Work item
Word for word, reproduce each entry.

Supplied data
--------

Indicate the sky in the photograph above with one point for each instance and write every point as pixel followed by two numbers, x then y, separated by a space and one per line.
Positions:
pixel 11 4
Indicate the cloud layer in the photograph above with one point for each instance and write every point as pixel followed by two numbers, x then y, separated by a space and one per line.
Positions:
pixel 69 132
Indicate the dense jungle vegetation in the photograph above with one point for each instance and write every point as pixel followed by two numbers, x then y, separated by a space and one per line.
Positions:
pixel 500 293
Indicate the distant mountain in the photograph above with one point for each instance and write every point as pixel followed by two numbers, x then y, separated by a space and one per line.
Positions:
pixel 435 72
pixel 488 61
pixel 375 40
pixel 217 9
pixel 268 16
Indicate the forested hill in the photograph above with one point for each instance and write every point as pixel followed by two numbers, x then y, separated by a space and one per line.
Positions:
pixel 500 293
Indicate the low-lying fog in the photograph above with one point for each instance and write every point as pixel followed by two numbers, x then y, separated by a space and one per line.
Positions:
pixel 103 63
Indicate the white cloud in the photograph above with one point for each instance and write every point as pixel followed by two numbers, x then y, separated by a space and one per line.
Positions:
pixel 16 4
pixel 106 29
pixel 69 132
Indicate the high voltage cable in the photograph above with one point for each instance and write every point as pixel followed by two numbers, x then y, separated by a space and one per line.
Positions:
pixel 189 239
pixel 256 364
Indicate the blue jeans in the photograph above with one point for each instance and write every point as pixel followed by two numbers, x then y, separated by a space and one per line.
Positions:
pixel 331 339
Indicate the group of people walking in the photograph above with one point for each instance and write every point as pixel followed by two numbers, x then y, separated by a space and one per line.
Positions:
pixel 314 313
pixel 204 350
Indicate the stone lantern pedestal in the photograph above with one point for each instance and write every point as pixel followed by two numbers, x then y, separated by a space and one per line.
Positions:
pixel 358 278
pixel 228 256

--------

Answer section
Indicate the sky in the photograph above with one point for each instance and write every point as pixel followed by two numbers, x then y, separated by a space and one per line.
Positions:
pixel 11 4
Indicate the cloud layer in the photograph above with one point for each instance and write every point as pixel followed by two numbers, x then y, separated by a space and one per line.
Positions:
pixel 69 132
Indicate the dense jungle vegetation in the photograph above with one point for each instance and write every point as pixel followed by two numbers, x then y, separated by a space and one per line.
Positions:
pixel 500 293
Indicate the distant mountain in the photograph above with one point for each instance and write every point as pixel followed by two numbers, x then y, separated by a space and one per line.
Positions:
pixel 435 72
pixel 488 61
pixel 375 40
pixel 217 9
pixel 268 16
Indicate the forested hill in the photograph above with one point for each instance and write every point as pixel followed by two numbers, x then y, separated by a space and one per line.
Positions:
pixel 500 293
Indicate the low-lying fog in the photograph above with one point for each instance and write every point as pixel followed by two numbers, x then y, separated by a space and one per line.
Positions:
pixel 103 63
Indicate the white cloud in the photograph above with one point for each instance and write every point as pixel followed by two numbers, x then y, separated by a space and one per line.
Positions:
pixel 16 4
pixel 106 29
pixel 69 132
Indicate the high voltage cable in the photograph above with one point for each instance and write every point as pixel followed by two numbers, x then y, separated by a space and one per line.
Positions:
pixel 189 239
pixel 256 364
Indicate the blue jeans in the photograph above with one point for each instance and write every point as pixel followed by two numbers, x then y, separated by a space and one per line.
Positions:
pixel 331 339
Indicate the group of people walking in the photograph above with one point for each instance and write every point as pixel followed by two numbers, x then y, separated by a space and one per line.
Positions:
pixel 314 313
pixel 204 350
Indicate the stone lantern pedestal in the photograph above with one point for each instance and write every point as pixel followed by two numbers, x then y, separated by a space and one per line.
Positions:
pixel 358 278
pixel 228 256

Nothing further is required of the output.